--- THE PROBLEM ---
Find the line that contains "of the forest". Then set down that line and all the lines after it, to the end of the records, exactly and with nothing added.

--- SUPPLIED MATERIAL ---
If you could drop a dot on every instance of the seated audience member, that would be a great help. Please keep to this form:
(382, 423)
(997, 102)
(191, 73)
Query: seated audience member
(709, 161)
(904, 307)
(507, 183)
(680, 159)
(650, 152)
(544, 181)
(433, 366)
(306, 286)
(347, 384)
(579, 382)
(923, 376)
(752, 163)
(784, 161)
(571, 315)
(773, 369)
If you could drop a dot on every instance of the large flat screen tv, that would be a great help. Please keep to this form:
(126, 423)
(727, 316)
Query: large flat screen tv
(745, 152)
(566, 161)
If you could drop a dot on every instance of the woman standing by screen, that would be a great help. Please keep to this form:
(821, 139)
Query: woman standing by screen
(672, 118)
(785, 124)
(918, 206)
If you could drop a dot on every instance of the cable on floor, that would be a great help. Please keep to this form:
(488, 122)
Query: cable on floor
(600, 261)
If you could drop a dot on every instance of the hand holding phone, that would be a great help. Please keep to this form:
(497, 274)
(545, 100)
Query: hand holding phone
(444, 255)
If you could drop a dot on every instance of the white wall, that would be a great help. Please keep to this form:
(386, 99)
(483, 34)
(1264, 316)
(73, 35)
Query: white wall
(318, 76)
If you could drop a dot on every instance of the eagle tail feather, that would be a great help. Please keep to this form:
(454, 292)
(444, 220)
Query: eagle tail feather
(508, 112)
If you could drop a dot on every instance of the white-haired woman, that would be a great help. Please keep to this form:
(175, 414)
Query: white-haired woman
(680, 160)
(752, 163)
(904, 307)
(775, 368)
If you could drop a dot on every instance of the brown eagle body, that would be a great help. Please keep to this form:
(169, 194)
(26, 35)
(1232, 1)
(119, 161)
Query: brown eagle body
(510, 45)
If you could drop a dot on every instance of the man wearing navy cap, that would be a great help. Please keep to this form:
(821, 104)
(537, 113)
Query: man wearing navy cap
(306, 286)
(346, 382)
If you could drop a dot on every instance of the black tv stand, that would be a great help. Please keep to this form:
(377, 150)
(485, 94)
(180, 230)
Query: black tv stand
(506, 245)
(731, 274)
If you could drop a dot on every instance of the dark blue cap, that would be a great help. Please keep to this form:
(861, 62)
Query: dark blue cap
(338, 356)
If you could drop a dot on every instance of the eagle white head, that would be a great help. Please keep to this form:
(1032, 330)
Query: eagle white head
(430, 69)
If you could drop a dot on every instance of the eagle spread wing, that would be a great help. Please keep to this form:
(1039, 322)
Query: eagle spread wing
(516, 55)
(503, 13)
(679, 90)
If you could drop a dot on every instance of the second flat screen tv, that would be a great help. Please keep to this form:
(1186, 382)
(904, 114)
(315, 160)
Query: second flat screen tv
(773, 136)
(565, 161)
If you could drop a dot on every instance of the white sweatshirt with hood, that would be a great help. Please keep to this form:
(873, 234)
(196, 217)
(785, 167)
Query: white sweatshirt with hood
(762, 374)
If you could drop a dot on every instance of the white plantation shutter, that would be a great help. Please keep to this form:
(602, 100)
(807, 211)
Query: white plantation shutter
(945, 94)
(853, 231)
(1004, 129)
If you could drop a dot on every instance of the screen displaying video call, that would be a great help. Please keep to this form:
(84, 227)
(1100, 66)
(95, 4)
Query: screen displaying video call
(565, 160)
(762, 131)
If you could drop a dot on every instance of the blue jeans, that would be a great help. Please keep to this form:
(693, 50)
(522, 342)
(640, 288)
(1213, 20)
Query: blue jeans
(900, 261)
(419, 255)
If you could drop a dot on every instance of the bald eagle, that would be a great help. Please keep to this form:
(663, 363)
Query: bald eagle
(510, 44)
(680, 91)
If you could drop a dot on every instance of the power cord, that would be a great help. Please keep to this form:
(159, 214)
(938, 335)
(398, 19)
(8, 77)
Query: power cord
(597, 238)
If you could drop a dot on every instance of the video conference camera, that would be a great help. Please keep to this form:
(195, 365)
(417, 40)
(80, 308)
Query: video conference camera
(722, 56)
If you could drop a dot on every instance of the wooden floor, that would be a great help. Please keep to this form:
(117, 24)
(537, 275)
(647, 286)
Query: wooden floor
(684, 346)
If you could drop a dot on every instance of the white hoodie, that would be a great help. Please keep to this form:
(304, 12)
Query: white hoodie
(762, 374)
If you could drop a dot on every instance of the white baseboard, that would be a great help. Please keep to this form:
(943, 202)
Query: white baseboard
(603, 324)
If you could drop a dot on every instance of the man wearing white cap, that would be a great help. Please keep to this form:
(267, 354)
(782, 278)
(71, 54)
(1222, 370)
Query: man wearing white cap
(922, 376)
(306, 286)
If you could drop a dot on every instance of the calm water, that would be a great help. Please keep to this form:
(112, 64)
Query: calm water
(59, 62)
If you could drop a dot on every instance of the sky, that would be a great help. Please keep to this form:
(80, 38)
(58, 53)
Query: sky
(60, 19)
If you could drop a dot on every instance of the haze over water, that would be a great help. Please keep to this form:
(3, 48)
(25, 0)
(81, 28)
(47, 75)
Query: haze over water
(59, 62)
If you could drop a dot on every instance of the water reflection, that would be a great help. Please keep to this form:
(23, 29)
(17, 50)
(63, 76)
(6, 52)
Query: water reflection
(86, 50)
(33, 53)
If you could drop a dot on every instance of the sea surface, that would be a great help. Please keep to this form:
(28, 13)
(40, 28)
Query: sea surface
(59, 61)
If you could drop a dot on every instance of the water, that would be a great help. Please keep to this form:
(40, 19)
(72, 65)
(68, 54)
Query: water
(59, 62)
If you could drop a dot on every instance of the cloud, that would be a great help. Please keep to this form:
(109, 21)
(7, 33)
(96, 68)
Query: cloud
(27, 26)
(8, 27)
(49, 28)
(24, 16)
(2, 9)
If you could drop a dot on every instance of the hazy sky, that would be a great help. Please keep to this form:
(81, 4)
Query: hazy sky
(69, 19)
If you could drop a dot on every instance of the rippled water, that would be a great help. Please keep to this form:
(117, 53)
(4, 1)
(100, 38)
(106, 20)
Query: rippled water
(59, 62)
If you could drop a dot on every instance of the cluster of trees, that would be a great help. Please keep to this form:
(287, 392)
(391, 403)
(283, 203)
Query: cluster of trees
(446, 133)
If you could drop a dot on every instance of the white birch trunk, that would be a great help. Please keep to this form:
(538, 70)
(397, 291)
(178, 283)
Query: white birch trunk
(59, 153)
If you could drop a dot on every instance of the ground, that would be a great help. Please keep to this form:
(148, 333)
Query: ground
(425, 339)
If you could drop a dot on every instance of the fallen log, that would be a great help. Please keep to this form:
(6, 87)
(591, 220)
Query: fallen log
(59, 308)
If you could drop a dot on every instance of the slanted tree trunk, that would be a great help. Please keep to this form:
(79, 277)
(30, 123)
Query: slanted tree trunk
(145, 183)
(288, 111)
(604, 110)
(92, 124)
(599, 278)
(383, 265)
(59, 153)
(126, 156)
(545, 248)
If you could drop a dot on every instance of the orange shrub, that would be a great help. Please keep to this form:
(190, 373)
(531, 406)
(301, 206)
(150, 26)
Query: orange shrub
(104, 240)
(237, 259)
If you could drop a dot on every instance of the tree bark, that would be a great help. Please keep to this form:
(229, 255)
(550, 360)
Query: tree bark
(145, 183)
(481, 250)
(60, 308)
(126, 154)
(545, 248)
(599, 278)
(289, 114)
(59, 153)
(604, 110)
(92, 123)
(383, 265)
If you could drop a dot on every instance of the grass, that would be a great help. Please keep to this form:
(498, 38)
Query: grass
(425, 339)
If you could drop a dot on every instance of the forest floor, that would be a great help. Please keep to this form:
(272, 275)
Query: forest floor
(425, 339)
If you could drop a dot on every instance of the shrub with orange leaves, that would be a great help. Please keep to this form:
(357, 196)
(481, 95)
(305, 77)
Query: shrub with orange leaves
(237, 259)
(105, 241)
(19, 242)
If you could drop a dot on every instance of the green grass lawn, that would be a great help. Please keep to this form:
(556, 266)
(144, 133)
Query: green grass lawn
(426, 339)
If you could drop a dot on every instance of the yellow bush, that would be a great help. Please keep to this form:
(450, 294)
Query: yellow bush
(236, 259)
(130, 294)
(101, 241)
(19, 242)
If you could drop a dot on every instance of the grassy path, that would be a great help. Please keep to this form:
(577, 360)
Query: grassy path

--- CORRECT ANSWER ---
If you could drop a dot on every instance of the forest floor, that would be a great help. Please keep to this form:
(272, 275)
Query: forest floor
(425, 339)
If you could drop a dot on every instance of the shrub with orange leaves, that would be a great help. Please keep to this form:
(357, 196)
(481, 95)
(305, 77)
Query: shrub with orange leaves
(237, 259)
(105, 241)
(19, 242)
If you could drop a dot on every instance of the green grass lawn, that would be a great help. Please keep to this form:
(556, 266)
(144, 133)
Query: green grass lawn
(426, 339)
If you could drop a dot on every instance of the yellow bush, that would be a great help. Please keep to this form:
(450, 294)
Query: yellow bush
(236, 259)
(130, 294)
(101, 241)
(19, 242)
If you could drop a dot on every instance of the grassy path, that would be a great help. Please keep to this form:
(577, 360)
Query: grassy path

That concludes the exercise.